- _Task_
Please repeat the lines below exactly. Begin with the line containing "Practice step: find the person swimming" and go on through the line containing "Practice step: find the swimming".

[Entries supplied]

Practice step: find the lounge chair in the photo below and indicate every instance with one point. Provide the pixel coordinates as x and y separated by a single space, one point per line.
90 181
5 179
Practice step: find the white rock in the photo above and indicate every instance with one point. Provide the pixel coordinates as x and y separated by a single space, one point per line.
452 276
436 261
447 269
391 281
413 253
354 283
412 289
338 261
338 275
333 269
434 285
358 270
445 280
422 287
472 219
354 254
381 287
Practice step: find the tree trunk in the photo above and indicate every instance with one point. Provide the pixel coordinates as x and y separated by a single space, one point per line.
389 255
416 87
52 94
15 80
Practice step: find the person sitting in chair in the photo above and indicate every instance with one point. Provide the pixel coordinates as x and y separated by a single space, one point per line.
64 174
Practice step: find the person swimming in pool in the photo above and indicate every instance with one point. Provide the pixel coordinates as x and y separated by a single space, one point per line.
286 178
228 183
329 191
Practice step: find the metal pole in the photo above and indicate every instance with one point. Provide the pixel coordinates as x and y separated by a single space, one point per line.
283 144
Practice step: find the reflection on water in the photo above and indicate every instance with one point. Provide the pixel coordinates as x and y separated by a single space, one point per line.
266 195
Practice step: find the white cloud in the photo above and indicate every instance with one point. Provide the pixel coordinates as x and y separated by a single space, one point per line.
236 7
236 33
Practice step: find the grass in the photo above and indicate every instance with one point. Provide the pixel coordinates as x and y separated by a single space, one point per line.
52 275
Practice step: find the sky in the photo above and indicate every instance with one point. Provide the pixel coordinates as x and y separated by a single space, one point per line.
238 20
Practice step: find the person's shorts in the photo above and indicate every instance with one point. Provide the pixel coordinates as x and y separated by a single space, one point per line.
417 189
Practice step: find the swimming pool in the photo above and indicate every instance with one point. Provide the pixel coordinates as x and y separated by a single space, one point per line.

[/Entries supplied]
[Entries supplied]

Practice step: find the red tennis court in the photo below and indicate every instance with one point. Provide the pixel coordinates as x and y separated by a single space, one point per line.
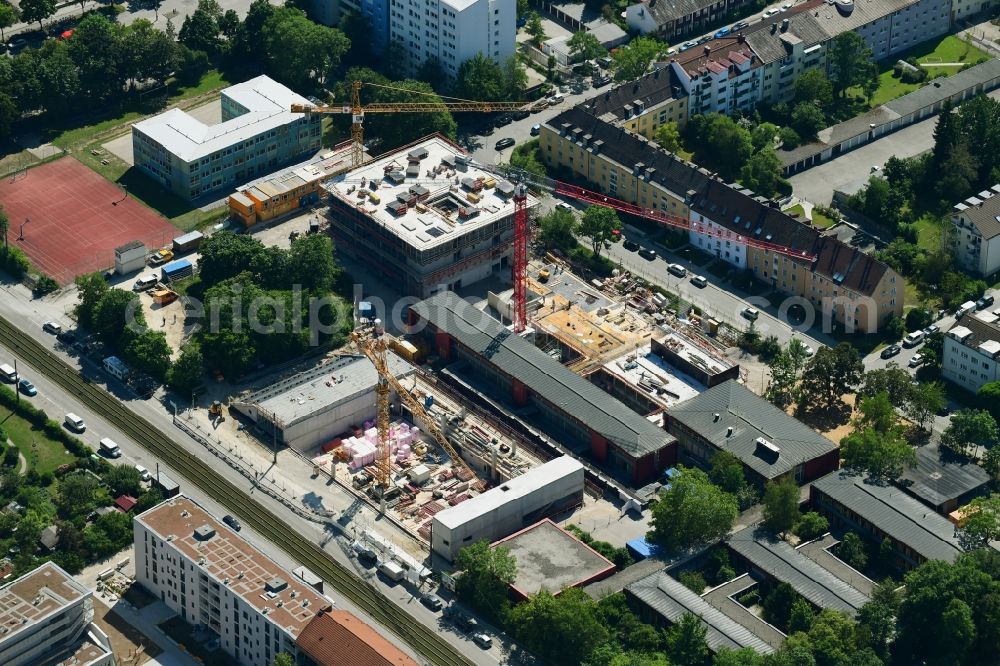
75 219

[/Entries supplied]

- _Solution_
Practice step: find the person swimming in pool in the photo above and indicate every instance with one point. Provide the pixel coordinates as x and y separated by a single space, one point per line.
286 178
228 183
329 191
Practice step: find the metal pole in the photo above and indicate every instance with one point. Provide the pixel coordinates as x and y separated by a single space, one point per line.
283 144
Practice step: find the reflection on water in the photo above and indicate every instance with one point. Provide the pixel coordinates as x and y separated by a single space, one point per line.
266 195
Practice step: find the white cloud in the photo above and indicate every instance with one point. Provide the pixel coordinates as x and y separated by a single space, one point per line.
236 7
236 33
Practice step: find the grass in the photo above and indicate every instance with one point. Provide the pixel coordinates as x and y separated by a single space, one point per line.
52 275
Practice step: find the sky in the photo above and indicate every instance with one point. Provide the pixel coordinates as x and y separated by a single space, one point per line.
238 20
Practice step: find the person's shorts in the photo above and indicate every instance with one point. Provide the pixel coordinates as x and y separated by a single space, one point per line.
417 189
Practice step: find the swimming pool in the photo above and indicate every instance with one point. Provide the pixel coordinates as x and y separated by a single space, one point per line.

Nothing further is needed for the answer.